BRIEF:
Can you reproduce the records below, substituting "image coordinates" for each occurrence of "pixel coordinates" and leaving everything else untouched?

>>>>>

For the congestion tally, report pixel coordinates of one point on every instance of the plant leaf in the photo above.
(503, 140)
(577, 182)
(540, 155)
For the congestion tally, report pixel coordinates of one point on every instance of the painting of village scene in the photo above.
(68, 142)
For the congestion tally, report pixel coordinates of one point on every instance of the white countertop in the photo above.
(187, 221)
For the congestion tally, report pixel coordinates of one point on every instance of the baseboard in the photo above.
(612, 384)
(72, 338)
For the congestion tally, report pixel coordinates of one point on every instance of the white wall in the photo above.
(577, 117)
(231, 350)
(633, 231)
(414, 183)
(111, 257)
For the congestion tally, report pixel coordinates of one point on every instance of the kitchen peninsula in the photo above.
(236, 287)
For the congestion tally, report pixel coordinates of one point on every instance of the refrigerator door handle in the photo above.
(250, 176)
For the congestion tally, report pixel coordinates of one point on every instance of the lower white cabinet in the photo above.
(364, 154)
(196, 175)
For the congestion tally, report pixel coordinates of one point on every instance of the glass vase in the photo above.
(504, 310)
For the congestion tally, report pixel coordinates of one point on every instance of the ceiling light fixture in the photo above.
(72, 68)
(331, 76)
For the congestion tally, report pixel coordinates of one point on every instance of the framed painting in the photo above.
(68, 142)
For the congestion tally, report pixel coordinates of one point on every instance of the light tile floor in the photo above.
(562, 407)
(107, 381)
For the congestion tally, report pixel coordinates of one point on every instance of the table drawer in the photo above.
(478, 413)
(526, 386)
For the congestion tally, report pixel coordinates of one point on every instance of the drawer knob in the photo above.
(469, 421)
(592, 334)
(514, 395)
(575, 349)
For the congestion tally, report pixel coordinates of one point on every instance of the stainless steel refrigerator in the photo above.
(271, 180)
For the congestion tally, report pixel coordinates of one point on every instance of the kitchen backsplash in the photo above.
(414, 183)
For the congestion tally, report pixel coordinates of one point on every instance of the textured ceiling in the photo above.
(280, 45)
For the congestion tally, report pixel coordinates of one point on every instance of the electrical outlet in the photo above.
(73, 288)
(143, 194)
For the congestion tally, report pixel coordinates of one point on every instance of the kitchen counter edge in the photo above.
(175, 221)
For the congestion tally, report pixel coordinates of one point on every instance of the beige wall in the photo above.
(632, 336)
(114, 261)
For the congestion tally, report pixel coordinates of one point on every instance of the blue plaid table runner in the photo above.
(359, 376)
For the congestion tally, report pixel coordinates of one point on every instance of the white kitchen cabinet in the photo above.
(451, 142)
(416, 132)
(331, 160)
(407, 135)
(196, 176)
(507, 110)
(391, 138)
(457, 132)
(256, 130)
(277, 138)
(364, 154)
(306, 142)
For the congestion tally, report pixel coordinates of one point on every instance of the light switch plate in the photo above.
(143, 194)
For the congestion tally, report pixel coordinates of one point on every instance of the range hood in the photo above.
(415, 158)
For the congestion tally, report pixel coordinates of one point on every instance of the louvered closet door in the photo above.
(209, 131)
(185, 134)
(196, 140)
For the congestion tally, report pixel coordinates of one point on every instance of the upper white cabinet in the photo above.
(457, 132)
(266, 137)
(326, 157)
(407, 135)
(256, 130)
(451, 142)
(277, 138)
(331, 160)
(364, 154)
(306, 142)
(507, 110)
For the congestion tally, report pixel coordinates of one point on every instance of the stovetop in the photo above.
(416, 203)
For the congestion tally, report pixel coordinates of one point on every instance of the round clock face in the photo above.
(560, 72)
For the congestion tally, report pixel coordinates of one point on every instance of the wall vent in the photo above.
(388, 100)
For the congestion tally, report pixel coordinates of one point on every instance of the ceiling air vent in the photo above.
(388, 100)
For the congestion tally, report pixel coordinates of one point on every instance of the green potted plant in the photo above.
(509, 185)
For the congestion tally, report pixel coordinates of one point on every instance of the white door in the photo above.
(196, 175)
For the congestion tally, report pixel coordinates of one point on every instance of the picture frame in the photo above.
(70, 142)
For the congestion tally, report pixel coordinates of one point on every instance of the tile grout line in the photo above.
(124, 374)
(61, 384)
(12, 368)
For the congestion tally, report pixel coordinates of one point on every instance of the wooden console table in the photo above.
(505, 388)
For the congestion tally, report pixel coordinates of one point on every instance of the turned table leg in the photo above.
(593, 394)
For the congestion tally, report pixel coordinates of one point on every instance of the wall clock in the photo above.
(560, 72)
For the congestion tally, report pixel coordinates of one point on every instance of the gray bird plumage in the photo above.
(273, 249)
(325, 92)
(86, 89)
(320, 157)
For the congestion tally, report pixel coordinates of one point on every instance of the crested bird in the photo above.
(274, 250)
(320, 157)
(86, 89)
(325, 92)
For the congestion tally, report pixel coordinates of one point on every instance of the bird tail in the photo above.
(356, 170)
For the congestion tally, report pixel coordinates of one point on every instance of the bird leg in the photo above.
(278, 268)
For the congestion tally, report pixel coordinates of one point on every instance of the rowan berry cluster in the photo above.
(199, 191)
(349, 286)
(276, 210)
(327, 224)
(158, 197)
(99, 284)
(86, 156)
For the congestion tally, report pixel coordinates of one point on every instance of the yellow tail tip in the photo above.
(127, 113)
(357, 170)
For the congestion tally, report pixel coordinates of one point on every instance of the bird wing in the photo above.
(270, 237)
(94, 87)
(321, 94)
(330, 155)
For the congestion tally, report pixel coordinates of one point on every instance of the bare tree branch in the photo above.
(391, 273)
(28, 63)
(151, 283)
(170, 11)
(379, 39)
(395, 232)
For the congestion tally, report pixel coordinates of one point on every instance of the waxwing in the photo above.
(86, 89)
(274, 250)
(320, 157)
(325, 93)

<<<<<

REPLY TO THE TASK:
For the congestion tally, report image coordinates of one point on every instance of the plant leaf in the photo above.
(503, 140)
(577, 182)
(540, 155)
For the congestion tally, report image coordinates of one point on every instance of the painting of village scene in the photo above.
(68, 142)
For the congestion tally, report image coordinates of one point on every instance of the white countertop in the photo above.
(187, 221)
For the congestion tally, report image coordinates of one point on every instance of the baseboard in the photo above.
(612, 384)
(72, 338)
For the congestion tally, report image coordinates of one point on every instance of the white wall in the photo above.
(577, 117)
(231, 350)
(633, 231)
(414, 183)
(111, 257)
For the congestion tally, report image coordinates of one point on every instance of the kitchen peninsula in the photo above.
(236, 287)
For the congestion tally, report image coordinates of one point on every instance of the refrigerator door handle in the photo above.
(250, 176)
For the congestion tally, report image coordinates of one point on every instance of the lower white cabinet in the photo above.
(364, 154)
(196, 175)
For the congestion tally, report image coordinates of one point on every instance of the glass vase in the photo above.
(504, 310)
For the congestion tally, report image coordinates of one point on every instance of the ceiling light fixture in the photo above.
(72, 68)
(331, 76)
For the congestion tally, report image coordinates of one point on every instance of the framed painting in the photo above.
(68, 142)
For the congestion tally, report image coordinates of one point on every instance of the light tile floor in the photo above.
(562, 407)
(107, 381)
For the congestion tally, report image coordinates of one point on every instance of the table drawer in the photo above.
(478, 413)
(526, 386)
For the congestion tally, report image coordinates of one point on every instance of the drawer knob in the photo above.
(469, 421)
(592, 334)
(514, 395)
(575, 349)
For the congestion tally, report image coordinates of one point on every instance of the stainless steel refrigerator in the photo above.
(271, 180)
For the congestion tally, report image coordinates of one point on every instance of the kitchen backsplash in the photo above.
(414, 183)
For the congestion tally, report image coordinates of one point on every instance of the textured ceiling in the photo above.
(280, 45)
For the congestion tally, report image coordinates of one point on every instance of the electrical outlet in the photo above.
(73, 288)
(143, 194)
For the congestion tally, report image coordinates of one point on every instance of the kitchen counter edge in the photo above.
(175, 221)
For the congestion tally, report image coordinates of one point on every instance of the beige wall in the photo above.
(632, 336)
(114, 261)
For the congestion tally, report image coordinates of one point on every instance of the blue plaid table runner in the photo above.
(359, 376)
For the congestion tally, report image coordinates of one point on every instance of the white kitchen cabinet in the photo above.
(451, 142)
(416, 132)
(331, 160)
(407, 135)
(196, 176)
(507, 110)
(391, 138)
(457, 132)
(256, 130)
(277, 138)
(364, 154)
(306, 142)
For the congestion tally, report image coordinates of one point on every instance of the light switch plate in the photo above.
(143, 194)
For the congestion tally, report image coordinates of one point on every instance of the range hood in the photo above.
(415, 158)
For the congestion tally, report image coordinates of one point on every instance of the louvered closet door in the photo above.
(209, 131)
(185, 134)
(196, 140)
For the congestion tally, report image coordinates of one point on every instance of the upper white cabinet in the photo above.
(457, 132)
(266, 137)
(326, 157)
(407, 135)
(256, 130)
(451, 142)
(277, 138)
(331, 160)
(364, 154)
(306, 142)
(507, 110)
For the congestion tally, report image coordinates of one point on every instance of the stovetop in the photo above.
(416, 203)
For the congestion tally, report image coordinates of one point on every instance of the round clock face in the photo above.
(560, 72)
For the congestion tally, report image coordinates of one point on every instance of the wall vent in the photo above.
(388, 100)
For the congestion tally, report image coordinates of one point on every instance of the ceiling air vent in the photo above.
(388, 100)
For the congestion tally, report image coordinates of one point on every instance of the green potted plant in the photo above.
(509, 185)
For the congestion tally, report image coordinates of one point on every instance of the white door in the photo above.
(196, 175)
For the congestion tally, report image coordinates of one point on every instance of the picture frame in the photo above.
(70, 142)
For the congestion tally, report image coordinates of one point on every instance of the tile grout line in the photo above.
(124, 374)
(61, 384)
(12, 368)
For the congestion tally, report image coordinates of one point on every instance of the wooden console table in the photo above.
(505, 388)
For the congestion tally, report image coordinates of one point on every instance of the turned table leg in the photo above.
(593, 394)
For the congestion tally, report image coordinates of one point on every instance of the wall clock in the photo above.
(560, 72)
For the congestion tally, report image coordinates of one point on every instance of the gray bird plumage in the photo above.
(273, 249)
(325, 92)
(86, 89)
(320, 157)
For the congestion tally, report image coordinates of one point on every instance of the crested bird in the photo above.
(274, 250)
(320, 157)
(86, 89)
(325, 92)
For the congestion tally, report image coordinates of one point on every instance of the bird tail in the photo above.
(356, 170)
For the congestion tally, report image coordinates of one point on every instance of the bird leg in the photo above.
(278, 268)
For the congestion tally, report image coordinates of one point on every instance of the rowan berry cluster in the photo above.
(199, 191)
(349, 286)
(276, 210)
(327, 224)
(158, 197)
(99, 284)
(86, 156)
For the congestion tally, report image coordinates of one point on every instance of the yellow tail tip in the photo above.
(127, 113)
(357, 170)
For the congestion tally, report image coordinates of one point on every instance of the bird wing in the photo above.
(270, 237)
(94, 87)
(321, 94)
(330, 155)
For the congestion tally, report image coordinates of one point on every instance of the bare tree branch in the photo above.
(391, 273)
(28, 63)
(151, 283)
(170, 11)
(379, 39)
(395, 232)
For the congestion tally, report image coordinates of one point on every instance of the waxwing in the photo above.
(86, 89)
(274, 250)
(320, 157)
(325, 93)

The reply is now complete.